Records of labeled points:
============
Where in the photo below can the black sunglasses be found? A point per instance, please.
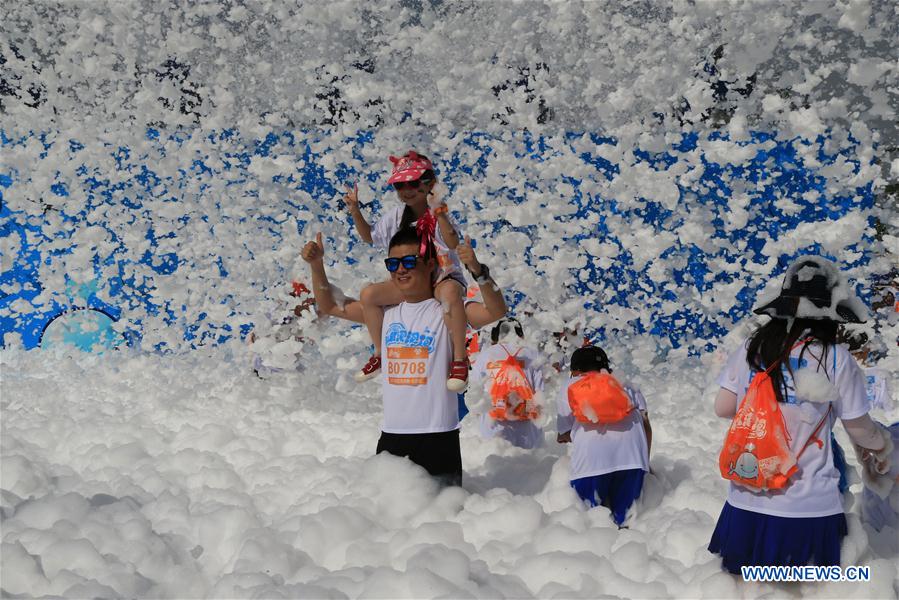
(393, 263)
(414, 185)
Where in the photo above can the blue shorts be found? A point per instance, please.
(616, 490)
(745, 538)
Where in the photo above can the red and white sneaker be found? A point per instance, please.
(371, 368)
(458, 379)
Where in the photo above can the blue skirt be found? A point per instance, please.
(745, 538)
(616, 490)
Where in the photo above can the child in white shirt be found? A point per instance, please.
(608, 461)
(507, 339)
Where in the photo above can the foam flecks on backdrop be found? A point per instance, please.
(648, 184)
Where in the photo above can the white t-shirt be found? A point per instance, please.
(812, 490)
(524, 434)
(416, 348)
(598, 449)
(389, 224)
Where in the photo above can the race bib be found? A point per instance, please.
(407, 366)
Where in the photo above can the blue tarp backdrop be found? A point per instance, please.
(148, 223)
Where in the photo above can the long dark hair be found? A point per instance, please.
(408, 216)
(772, 342)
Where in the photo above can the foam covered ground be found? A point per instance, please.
(188, 476)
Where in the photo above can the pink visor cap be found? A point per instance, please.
(409, 167)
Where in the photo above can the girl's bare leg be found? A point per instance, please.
(449, 293)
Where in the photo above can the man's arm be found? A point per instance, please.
(494, 307)
(441, 212)
(351, 198)
(314, 254)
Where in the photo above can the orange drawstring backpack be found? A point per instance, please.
(511, 392)
(598, 398)
(756, 452)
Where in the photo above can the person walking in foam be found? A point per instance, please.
(513, 377)
(423, 206)
(608, 425)
(783, 389)
(421, 417)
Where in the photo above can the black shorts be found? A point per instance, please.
(437, 453)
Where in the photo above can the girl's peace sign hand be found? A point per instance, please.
(314, 251)
(351, 198)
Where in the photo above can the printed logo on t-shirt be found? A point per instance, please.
(407, 355)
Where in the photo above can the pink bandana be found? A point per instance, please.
(409, 167)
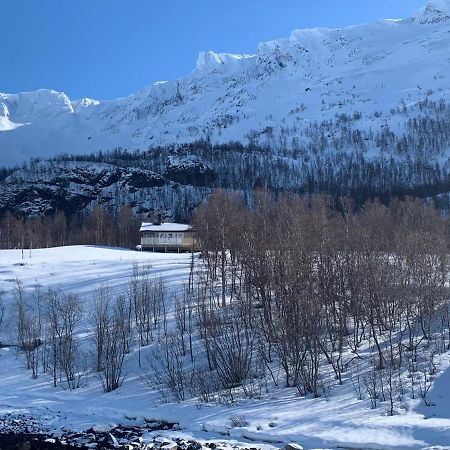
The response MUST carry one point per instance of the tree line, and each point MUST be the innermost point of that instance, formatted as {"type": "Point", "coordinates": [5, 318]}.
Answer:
{"type": "Point", "coordinates": [290, 292]}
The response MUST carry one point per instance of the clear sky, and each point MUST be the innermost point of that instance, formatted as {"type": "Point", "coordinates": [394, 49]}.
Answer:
{"type": "Point", "coordinates": [112, 48]}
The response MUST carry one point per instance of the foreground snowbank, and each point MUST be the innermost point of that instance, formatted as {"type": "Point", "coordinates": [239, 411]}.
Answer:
{"type": "Point", "coordinates": [276, 419]}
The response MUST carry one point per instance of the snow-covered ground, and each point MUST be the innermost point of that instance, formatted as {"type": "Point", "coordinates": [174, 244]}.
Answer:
{"type": "Point", "coordinates": [280, 417]}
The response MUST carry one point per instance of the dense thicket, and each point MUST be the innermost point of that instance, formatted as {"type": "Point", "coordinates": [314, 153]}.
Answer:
{"type": "Point", "coordinates": [291, 292]}
{"type": "Point", "coordinates": [304, 170]}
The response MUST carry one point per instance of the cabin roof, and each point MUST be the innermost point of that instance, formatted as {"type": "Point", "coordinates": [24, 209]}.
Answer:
{"type": "Point", "coordinates": [169, 227]}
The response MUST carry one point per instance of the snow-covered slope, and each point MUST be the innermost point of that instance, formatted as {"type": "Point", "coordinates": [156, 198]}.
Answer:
{"type": "Point", "coordinates": [270, 97]}
{"type": "Point", "coordinates": [338, 420]}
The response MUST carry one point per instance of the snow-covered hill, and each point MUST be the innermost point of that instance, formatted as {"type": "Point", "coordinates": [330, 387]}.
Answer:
{"type": "Point", "coordinates": [338, 420]}
{"type": "Point", "coordinates": [366, 71]}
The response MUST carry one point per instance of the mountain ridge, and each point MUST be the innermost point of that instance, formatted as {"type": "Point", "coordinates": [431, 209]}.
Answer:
{"type": "Point", "coordinates": [268, 99]}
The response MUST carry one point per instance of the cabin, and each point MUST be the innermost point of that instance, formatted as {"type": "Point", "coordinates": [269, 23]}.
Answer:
{"type": "Point", "coordinates": [167, 237]}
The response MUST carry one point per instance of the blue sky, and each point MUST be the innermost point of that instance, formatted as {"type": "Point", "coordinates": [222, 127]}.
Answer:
{"type": "Point", "coordinates": [111, 48]}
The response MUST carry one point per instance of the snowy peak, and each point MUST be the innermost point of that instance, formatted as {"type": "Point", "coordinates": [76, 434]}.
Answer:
{"type": "Point", "coordinates": [41, 104]}
{"type": "Point", "coordinates": [436, 11]}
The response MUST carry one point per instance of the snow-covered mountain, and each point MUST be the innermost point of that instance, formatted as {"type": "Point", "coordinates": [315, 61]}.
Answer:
{"type": "Point", "coordinates": [367, 72]}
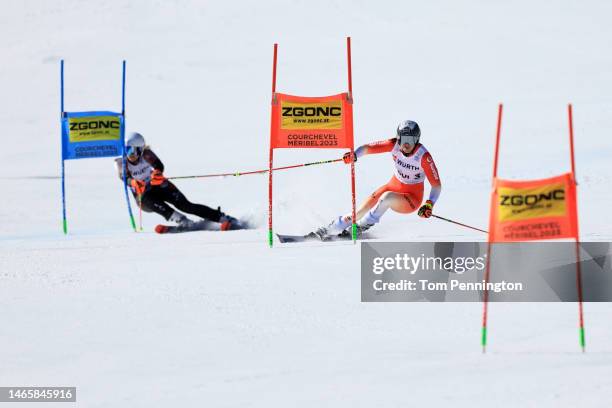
============
◆ Instructions for the task
Give the part of the records that opens with the line containing "the cabin, and" and runs through the end of the records as a Markdown table with the columns "Row" (a row number) and "Line" (the line itself). Skip blank lines, and leave the pictures out of the answer.

◆ Full response
| Row | Line |
|---|---|
| 1 | The response MUST carry one point per instance of the cabin, and each point MUST be the innermost point of that instance, formatted as {"type": "Point", "coordinates": [269, 23]}. |
| 2 | Answer: |
| 3 | {"type": "Point", "coordinates": [167, 237]} |
| 4 | The response MUST carry one point per instance of the blue sky, and each point MUST be the innermost point of that instance, formatted as {"type": "Point", "coordinates": [222, 127]}. |
| 5 | Answer: |
| 6 | {"type": "Point", "coordinates": [111, 48]} |
| 7 | The response MUST carry one point per instance of the snowy peak, and each point MUST be the innermost point of that instance, formatted as {"type": "Point", "coordinates": [76, 434]}. |
| 8 | Answer: |
| 9 | {"type": "Point", "coordinates": [41, 104]} |
| 10 | {"type": "Point", "coordinates": [436, 11]} |
| 11 | The response MUST carry one point per instance of the snow-covered mountain, and each point MUST be the innermost point of that instance, formatted as {"type": "Point", "coordinates": [315, 61]}. |
| 12 | Answer: |
| 13 | {"type": "Point", "coordinates": [367, 72]} |